## CONSIGNE A
Indiquez si chacune de ces affirmations concorde avec l'extrait de page. Pour chacune, répondez par oui ou non et citez à l'identique les mots qui tranchent : (i) Emmanuel Macron espérait vendre six réacteurs EPR à l'Inde ; (ii) selon l'OMS, un médicament sur cinq est falsifié dans le monde ; (iii) l'Inde est le premier pays producteur de médicaments génériques.
## CONSIGNE B
Renvoyez à l'identique le passage de l'extrait de page qui commence par « Nous ne pouvons » et se termine par « moitié sont contrefaits. ».

## EXTRAIT DE PAGE
———

Intervention de Clémentine Autain

Séance en hémicycle du mardi 2 juin 2020 à 15h00
Accord de coopération avec l'inde sur le trafic illicite de stupéfiants — Discussion générale

Photo issue du site de l'Assemblée nationale ou de WikipediaClémentine Autain :

C'était oublier un peu rapidement qu'Emmanuel Macron espérait vendre à l'Inde six réacteurs EPR pour créer, dans un petit village portuaire, la plus grande centrale nucléaire de la planète. Malgré la contestation des villageois, souvent des agriculteurs et des pêcheurs, qui craignaient les conséquences écologiques d'un tel monstre, malgré le risque sismique dans la région, confirmé l'an dernier par un rapport officiel paru en toute discrétion, malgré le cauchemar sans nom auquel nous renvoie la simple mention de l'EPR de Flamanville, malgré aussi les déclarations de Nicolas Hulot, alors ministre de la transition écologique et solidaire, quant à la nécessaire sortie du nucléaire, malgré tout cela donc Emmanuel Macron s'est alors fait le VRP de l'industrie nucléaire, défendant une entreprise hors norme et anachronique. J'espère que la crise du covid-19 finira d'enterrer ce projet qui méprise les droits des communautés locales et menace la sûreté de toutes et de tous.

Je retiens également de cette visite diplomatique la franche proximité affichée par Emmanuel Macron avec Narendra Modi, qu'il est allé jusqu'à qualifier de frère, alors que celui-ci n'a cessé d'actionner le levier de la haine anti-musulmane pour consolider son pouvoir et sa popularité. Il y a quelques mois encore, les musulmans des quartiers Nord de Delhi subissaient des attaques meurtrières. Aujourd'hui, ils sont victimes de lynchages, car ils sont assimilés par les autorités nationalistes à des propagateurs actifs du virus.

Nous ne pouvons décemment défendre, d'une main, des valeurs et des droits que nous raturons de l'autre main. Une diplomatie qui se met des oeillères n'est plus une diplomatie : elle devient un marchandage. Je tenais à réaffirmer ici notre engagement en faveur d'une diplomatie qui, partout, élève les ambitions écologiques et démocratiques.

J'en viens au texte qui nous occupe. Premier pays producteur de médicaments génériques, l'Inde fait office de pharmacie du monde. L'accord que nous examinons entend, à raison, promouvoir la lutte contre la fraude médicamenteuse, phénomène massif aux conséquences dramatiques. L'OMS estime ainsi qu'un médicament sur dix est falsifié dans le monde. Quant à ceux qui sont commercialités sur internet – les premiers vers lesquels on se dirige en cas de pénurie – la moitié sont contrefaits.

———

## DONNÉES FOURNIES
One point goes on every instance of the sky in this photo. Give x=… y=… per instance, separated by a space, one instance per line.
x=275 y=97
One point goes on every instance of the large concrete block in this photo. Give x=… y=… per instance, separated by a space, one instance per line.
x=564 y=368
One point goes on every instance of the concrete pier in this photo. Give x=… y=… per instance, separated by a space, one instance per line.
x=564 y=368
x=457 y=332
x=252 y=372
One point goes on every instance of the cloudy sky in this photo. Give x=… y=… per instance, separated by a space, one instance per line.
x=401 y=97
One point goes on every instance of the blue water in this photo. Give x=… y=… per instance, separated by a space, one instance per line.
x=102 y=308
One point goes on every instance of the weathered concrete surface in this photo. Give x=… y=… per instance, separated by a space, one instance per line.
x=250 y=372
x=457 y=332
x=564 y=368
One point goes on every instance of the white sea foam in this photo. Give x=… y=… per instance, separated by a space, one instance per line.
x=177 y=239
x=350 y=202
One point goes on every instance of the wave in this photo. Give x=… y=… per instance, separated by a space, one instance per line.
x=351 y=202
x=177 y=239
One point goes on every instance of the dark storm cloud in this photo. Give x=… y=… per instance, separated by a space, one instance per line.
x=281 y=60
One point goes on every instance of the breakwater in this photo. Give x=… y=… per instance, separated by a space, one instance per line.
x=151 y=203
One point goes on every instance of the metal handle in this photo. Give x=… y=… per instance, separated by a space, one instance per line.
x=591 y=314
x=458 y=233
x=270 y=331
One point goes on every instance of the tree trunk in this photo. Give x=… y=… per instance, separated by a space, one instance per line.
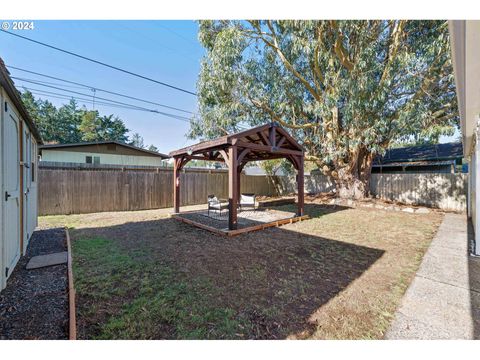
x=353 y=180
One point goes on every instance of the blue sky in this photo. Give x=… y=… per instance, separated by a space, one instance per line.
x=167 y=51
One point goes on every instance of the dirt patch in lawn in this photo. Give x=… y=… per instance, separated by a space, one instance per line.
x=34 y=305
x=339 y=275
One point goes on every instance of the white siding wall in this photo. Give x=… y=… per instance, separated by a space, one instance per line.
x=33 y=194
x=111 y=159
x=32 y=210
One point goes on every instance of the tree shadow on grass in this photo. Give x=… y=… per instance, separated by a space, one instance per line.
x=184 y=282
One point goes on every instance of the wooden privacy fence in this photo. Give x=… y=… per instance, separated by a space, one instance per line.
x=77 y=190
x=443 y=191
x=72 y=189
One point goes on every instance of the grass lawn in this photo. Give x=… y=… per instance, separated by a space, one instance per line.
x=340 y=275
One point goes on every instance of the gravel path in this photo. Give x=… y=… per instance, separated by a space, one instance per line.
x=34 y=305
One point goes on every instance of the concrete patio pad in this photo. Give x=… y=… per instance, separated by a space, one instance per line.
x=443 y=300
x=47 y=260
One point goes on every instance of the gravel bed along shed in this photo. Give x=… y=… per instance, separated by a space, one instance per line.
x=34 y=305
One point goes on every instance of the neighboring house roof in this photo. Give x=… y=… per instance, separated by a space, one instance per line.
x=426 y=154
x=7 y=83
x=101 y=147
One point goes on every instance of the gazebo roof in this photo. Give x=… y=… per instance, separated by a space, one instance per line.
x=269 y=141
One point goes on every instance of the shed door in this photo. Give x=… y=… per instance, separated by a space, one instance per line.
x=26 y=187
x=11 y=196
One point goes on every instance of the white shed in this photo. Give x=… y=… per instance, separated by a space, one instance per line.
x=19 y=139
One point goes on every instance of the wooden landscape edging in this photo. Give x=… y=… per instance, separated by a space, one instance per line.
x=276 y=223
x=72 y=323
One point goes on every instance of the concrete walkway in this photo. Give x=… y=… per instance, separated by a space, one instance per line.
x=443 y=300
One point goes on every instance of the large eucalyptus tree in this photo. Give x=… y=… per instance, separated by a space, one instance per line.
x=345 y=89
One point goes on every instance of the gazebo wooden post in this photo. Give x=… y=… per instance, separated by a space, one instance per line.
x=239 y=178
x=232 y=187
x=177 y=162
x=300 y=185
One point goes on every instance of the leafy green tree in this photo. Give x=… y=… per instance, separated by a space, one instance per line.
x=345 y=89
x=137 y=140
x=113 y=128
x=153 y=148
x=90 y=126
x=72 y=124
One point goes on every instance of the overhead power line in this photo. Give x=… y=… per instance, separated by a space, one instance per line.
x=68 y=97
x=100 y=63
x=95 y=88
x=178 y=117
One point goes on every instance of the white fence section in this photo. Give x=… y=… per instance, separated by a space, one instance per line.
x=441 y=190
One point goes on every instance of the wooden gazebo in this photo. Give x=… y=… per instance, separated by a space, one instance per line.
x=264 y=142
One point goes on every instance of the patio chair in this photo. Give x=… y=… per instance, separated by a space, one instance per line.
x=216 y=204
x=247 y=200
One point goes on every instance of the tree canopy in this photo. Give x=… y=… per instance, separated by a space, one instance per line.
x=345 y=89
x=72 y=124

———

## RÉPONSE A
(i) Oui : « Emmanuel Macron espérait vendre à l'Inde six réacteurs EPR »
(ii) Non : « L'OMS estime ainsi qu'un médicament sur dix est falsifié dans le monde. »
(iii) Oui : « Premier pays producteur de médicaments génériques, l'Inde fait office de pharmacie du monde. »

## RÉPONSE B
Nous ne pouvons décemment défendre, d'une main, des valeurs et des droits que nous raturons de l'autre main. Une diplomatie qui se met des oeillères n'est plus une diplomatie : elle devient un marchandage. Je tenais à réaffirmer ici notre engagement en faveur d'une diplomatie qui, partout, élève les ambitions écologiques et démocratiques.

J'en viens au texte qui nous occupe. Premier pays producteur de médicaments génériques, l'Inde fait office de pharmacie du monde. L'accord que nous examinons entend, à raison, promouvoir la lutte contre la fraude médicamenteuse, phénomène massif aux conséquences dramatiques. L'OMS estime ainsi qu'un médicament sur dix est falsifié dans le monde. Quant à ceux qui sont commercialités sur internet – les premiers vers lesquels on se dirige en cas de pénurie – la moitié sont contrefaits.